TO BE DONE. Recast every line of the entries below as a two-column Markdown table headed "No." and "Line", numbering the rows and dropping blank lines. Omit the pictures from the table.

◆ ◆ ◆ ◆

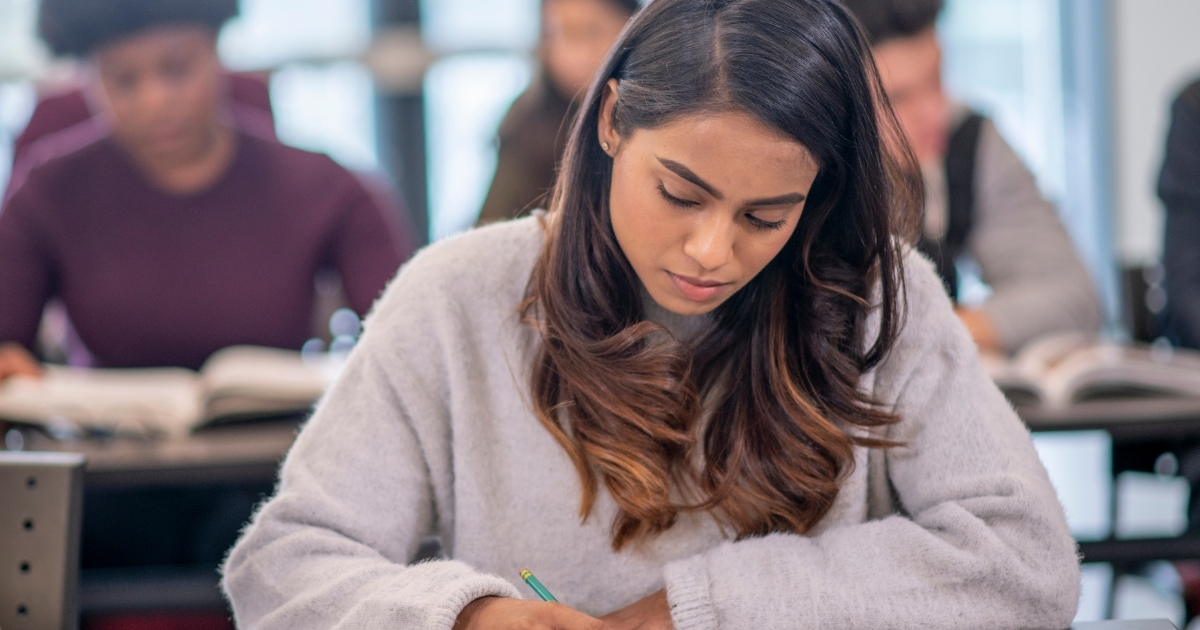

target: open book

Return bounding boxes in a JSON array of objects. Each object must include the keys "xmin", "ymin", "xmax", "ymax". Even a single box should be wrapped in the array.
[
  {"xmin": 0, "ymin": 346, "xmax": 337, "ymax": 436},
  {"xmin": 983, "ymin": 335, "xmax": 1200, "ymax": 409}
]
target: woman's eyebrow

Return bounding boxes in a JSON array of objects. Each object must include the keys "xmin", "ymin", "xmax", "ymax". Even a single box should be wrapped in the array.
[
  {"xmin": 658, "ymin": 157, "xmax": 725, "ymax": 199},
  {"xmin": 746, "ymin": 192, "xmax": 808, "ymax": 206},
  {"xmin": 658, "ymin": 157, "xmax": 808, "ymax": 208}
]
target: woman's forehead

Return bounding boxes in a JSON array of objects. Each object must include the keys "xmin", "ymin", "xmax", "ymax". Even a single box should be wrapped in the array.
[{"xmin": 629, "ymin": 112, "xmax": 817, "ymax": 192}]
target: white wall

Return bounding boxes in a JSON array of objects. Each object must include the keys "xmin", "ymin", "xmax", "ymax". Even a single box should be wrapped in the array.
[{"xmin": 1112, "ymin": 0, "xmax": 1200, "ymax": 263}]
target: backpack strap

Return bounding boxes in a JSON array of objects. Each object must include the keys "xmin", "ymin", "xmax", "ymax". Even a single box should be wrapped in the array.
[{"xmin": 917, "ymin": 112, "xmax": 984, "ymax": 301}]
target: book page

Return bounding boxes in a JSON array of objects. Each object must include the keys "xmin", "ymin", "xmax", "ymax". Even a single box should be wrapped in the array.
[
  {"xmin": 200, "ymin": 346, "xmax": 332, "ymax": 419},
  {"xmin": 1046, "ymin": 343, "xmax": 1200, "ymax": 407},
  {"xmin": 0, "ymin": 366, "xmax": 200, "ymax": 436}
]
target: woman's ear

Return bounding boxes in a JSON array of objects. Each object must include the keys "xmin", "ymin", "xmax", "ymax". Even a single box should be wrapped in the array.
[{"xmin": 596, "ymin": 79, "xmax": 620, "ymax": 156}]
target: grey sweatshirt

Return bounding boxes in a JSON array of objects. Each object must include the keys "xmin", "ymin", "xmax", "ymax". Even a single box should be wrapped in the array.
[
  {"xmin": 925, "ymin": 115, "xmax": 1102, "ymax": 353},
  {"xmin": 222, "ymin": 218, "xmax": 1079, "ymax": 630}
]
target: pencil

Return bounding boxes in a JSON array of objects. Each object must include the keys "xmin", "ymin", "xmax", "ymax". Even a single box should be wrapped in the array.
[{"xmin": 521, "ymin": 569, "xmax": 558, "ymax": 601}]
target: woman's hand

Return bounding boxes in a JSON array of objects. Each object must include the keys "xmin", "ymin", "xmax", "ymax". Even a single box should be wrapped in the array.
[
  {"xmin": 454, "ymin": 598, "xmax": 609, "ymax": 630},
  {"xmin": 954, "ymin": 306, "xmax": 1004, "ymax": 354},
  {"xmin": 0, "ymin": 342, "xmax": 42, "ymax": 380},
  {"xmin": 601, "ymin": 590, "xmax": 674, "ymax": 630}
]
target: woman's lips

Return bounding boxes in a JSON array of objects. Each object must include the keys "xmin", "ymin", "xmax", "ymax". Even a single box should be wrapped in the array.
[{"xmin": 667, "ymin": 271, "xmax": 732, "ymax": 302}]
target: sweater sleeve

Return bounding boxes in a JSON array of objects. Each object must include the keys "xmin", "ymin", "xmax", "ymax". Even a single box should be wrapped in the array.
[
  {"xmin": 222, "ymin": 248, "xmax": 520, "ymax": 630},
  {"xmin": 1158, "ymin": 83, "xmax": 1200, "ymax": 348},
  {"xmin": 665, "ymin": 257, "xmax": 1079, "ymax": 630},
  {"xmin": 330, "ymin": 167, "xmax": 413, "ymax": 316},
  {"xmin": 970, "ymin": 122, "xmax": 1100, "ymax": 352},
  {"xmin": 0, "ymin": 184, "xmax": 54, "ymax": 354}
]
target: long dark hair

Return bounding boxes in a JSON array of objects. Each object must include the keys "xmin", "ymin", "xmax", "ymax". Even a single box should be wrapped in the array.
[{"xmin": 523, "ymin": 0, "xmax": 922, "ymax": 550}]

◆ ◆ ◆ ◆

ANSWER.
| No. | Line |
|---|---|
| 1 | target: open book |
| 2 | Return bounding boxes in a JSON array of objects. Each object must include the keys "xmin", "ymin", "xmax", "ymax". Even a single box should be wrapped in the array. |
| 3 | [ |
| 4 |   {"xmin": 0, "ymin": 346, "xmax": 337, "ymax": 436}, |
| 5 |   {"xmin": 983, "ymin": 335, "xmax": 1200, "ymax": 409} |
| 6 | ] |
| 7 | target: woman's eyebrow |
| 8 | Return bounding boxes in a JSON array of objects. Each object must include the keys "xmin", "ymin", "xmax", "ymax". Even a single box should be wrapped in the array. |
| 9 | [ |
| 10 |   {"xmin": 658, "ymin": 157, "xmax": 725, "ymax": 199}, |
| 11 |   {"xmin": 746, "ymin": 192, "xmax": 808, "ymax": 206}, |
| 12 |   {"xmin": 658, "ymin": 157, "xmax": 808, "ymax": 208} |
| 13 | ] |
| 14 | target: woman's forehead |
| 15 | Return bounding boxes in a JSON array of objects. Each object must include the keys "xmin", "ymin", "xmax", "ymax". Even a single box should be wrapped in the array. |
| 16 | [{"xmin": 629, "ymin": 112, "xmax": 817, "ymax": 192}] |
| 17 | target: white wall |
| 18 | Return bounding boxes in a JSON array of objects. Each object must include the keys "xmin", "ymin", "xmax", "ymax". Even a single box should be wrapped in the array. |
| 19 | [{"xmin": 1112, "ymin": 0, "xmax": 1200, "ymax": 263}] |
| 20 | target: backpack strap |
| 21 | Return bounding boxes in a JSON array of objects. Each object must include the keys "xmin", "ymin", "xmax", "ymax". Even a single box should be wrapped in the array. |
| 22 | [{"xmin": 917, "ymin": 112, "xmax": 984, "ymax": 301}] |
| 23 | target: book page |
| 24 | Return bounding boxes in a JSON array of objects. Each object must include the keys "xmin", "ymin", "xmax", "ymax". Even a single box should be wrapped in the array. |
| 25 | [ |
| 26 |   {"xmin": 200, "ymin": 346, "xmax": 332, "ymax": 419}, |
| 27 |   {"xmin": 1046, "ymin": 343, "xmax": 1200, "ymax": 407}, |
| 28 |   {"xmin": 0, "ymin": 366, "xmax": 200, "ymax": 436} |
| 29 | ] |
| 30 | target: woman's ear |
| 31 | Return bounding boxes in a JSON array of objects. Each object must include the keys "xmin", "ymin", "xmax", "ymax". Even a single box should be wrapped in the array. |
| 32 | [{"xmin": 596, "ymin": 79, "xmax": 620, "ymax": 156}] |
| 33 | target: grey sweatshirt |
| 34 | Return bounding boxes in a JSON array of objects. Each object must include the keys "xmin", "ymin", "xmax", "ymax". Even a single box should be wrapped in the array. |
| 35 | [ |
| 36 |   {"xmin": 925, "ymin": 115, "xmax": 1102, "ymax": 353}, |
| 37 |   {"xmin": 222, "ymin": 218, "xmax": 1079, "ymax": 630} |
| 38 | ] |
| 39 | target: pencil |
| 40 | Return bounding boxes in a JSON array of objects. Each object must include the keys "xmin", "ymin", "xmax", "ymax". Even a single box should be wrapped in the array. |
| 41 | [{"xmin": 521, "ymin": 569, "xmax": 558, "ymax": 601}] |
| 42 | target: woman's hand |
| 43 | Return bounding boxes in a JSON array of objects. Each object must include the keys "xmin", "ymin", "xmax", "ymax". Even a single box should be wrapped in the array. |
| 44 | [ |
| 45 |   {"xmin": 454, "ymin": 598, "xmax": 609, "ymax": 630}, |
| 46 |   {"xmin": 954, "ymin": 306, "xmax": 1004, "ymax": 354}, |
| 47 |   {"xmin": 0, "ymin": 342, "xmax": 42, "ymax": 380}, |
| 48 |   {"xmin": 601, "ymin": 590, "xmax": 674, "ymax": 630} |
| 49 | ] |
| 50 | target: woman's lips |
| 51 | Return bounding boxes in a JSON array of objects. Each object must include the keys "xmin", "ymin", "xmax", "ymax". Even a single box should be wrapped in the array. |
| 52 | [{"xmin": 667, "ymin": 271, "xmax": 732, "ymax": 302}] |
| 53 | target: sweater sleeve |
| 54 | Return bounding boxes in a JSON array of objects. Each object must include the keys "xmin", "ymin", "xmax", "ymax". Even a single box should be wrapped in the array. |
| 55 | [ |
| 56 |   {"xmin": 222, "ymin": 248, "xmax": 520, "ymax": 630}, |
| 57 |   {"xmin": 1158, "ymin": 83, "xmax": 1200, "ymax": 348}, |
| 58 |   {"xmin": 665, "ymin": 257, "xmax": 1079, "ymax": 630}, |
| 59 |   {"xmin": 330, "ymin": 167, "xmax": 413, "ymax": 316}, |
| 60 |   {"xmin": 970, "ymin": 122, "xmax": 1100, "ymax": 352}, |
| 61 |   {"xmin": 0, "ymin": 184, "xmax": 54, "ymax": 354} |
| 62 | ] |
| 63 | target: long dark hair |
| 64 | Return bounding boxes in a JSON array of objects. Each object must include the keys "xmin", "ymin", "xmax", "ymax". Even a single box should be wrapped in the array. |
| 65 | [{"xmin": 523, "ymin": 0, "xmax": 922, "ymax": 550}] |